Written instruction:
Write what comes next in the mailing-list reply welcoming a newcomer to Pd, starting right after its final sentence.

### Page excerpt ###

[PD] First time PD troubles: A programmers confusion.

Andy Farnell padawan12 at obiwannabe.co.uk
Fri Nov 9 12:46:19 CET 2007




On Thu, 8 Nov 2007 15:12:19 -0600
Timothy Sikes <trs164 at hotmail.com> wrote:

> HiFirst of all, this is my first email to this email group, so, I want to 
> make sure that asking 'newb' questions is okay, and that this would be the
> place to email those 'newb' questions.

Welcome Tim,

Certainly you can ask noob questions, it's what the list is for
and things are pretty friendly here, you won't get any RTFM nonsense
unless the question is a really obvious FAQ that you would find with
a simple Google search.

> I went through the documentation, and just got confused. 

Out of interest, which documentation are you refering to? 
Some of it is for reference and is rather terse, like any
programming language I suppose. 

> Next, I tried to find some basic tutorials on the web with no avail. 

I have written some new tutorials which are very basic, hopefully 
I'll get time to web publish them ahead of the textbook from which
they are taken. Meanwhile have another look because there are
several others here on this list who have written excellent tuts.
The Pd community is currently in a phase of intensive documentation
and reordering existing stuff with a new multi-language wiki. Try
using different search terms such as "Puredata tutorials" and
"Pd tutorials". "Pure data" (two words) tends to lead to poor results.

### Data extract ###

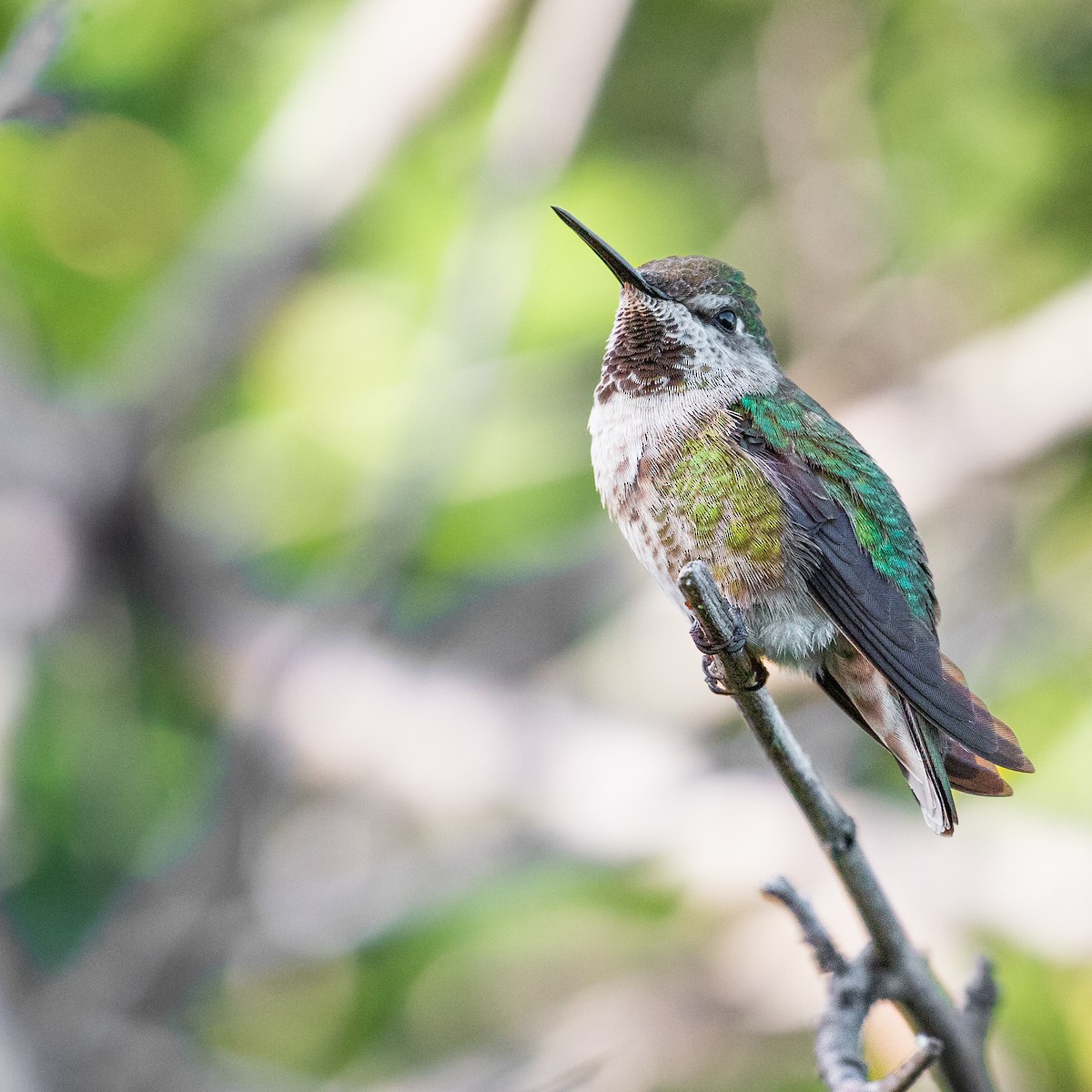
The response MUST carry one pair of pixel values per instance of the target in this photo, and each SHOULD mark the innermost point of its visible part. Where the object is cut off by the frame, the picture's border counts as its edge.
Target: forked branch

###

Written reply:
There's also a searchable forum with lots of beginner questions
archived.


> Finally, I looked at the examples that came with the installation. 
> These were by far the best introduction to PD, and I understood them...

Yes they are well thought out and simple. Don't forget that you can access
help on any object by right clicking it and choosing "help".

> Until I got to the flow of control ones.  It's the one where the counter
> counts up to ten, then stops, with another that is a counter that goes up by
>  one, and you clear it by pressing the -1 button. Remember, I program,  so
> if it could be explained as if I were programming, that would probably help me.

Dataflow is a programing language, but rarely do any tutorials take the longest
view and step back to explain it in detail. It is a bit like the "canned loop" you
get in GUI frameworks, an event driven system where the entire ensemble of
objects is periodically evaluated.

> I don't understand what the term 'bang' refers to in these examples,

A bang is a message. It is a most primitive message that just means
"compute something". A bang causes the object that receives it to update
its state, which usually means outputing its current value or moving
to its next state.

> along with why certain 'inlets' connect to certain 'outlets',  or the
> flow of control in the programs

Stop thinking about flow of control so much and think about flow of data
In visual dataflow programs each box is an object. From an OO point of
view you can think of objects as things that only have methods which
take data and only return values that are data. Data drives everything.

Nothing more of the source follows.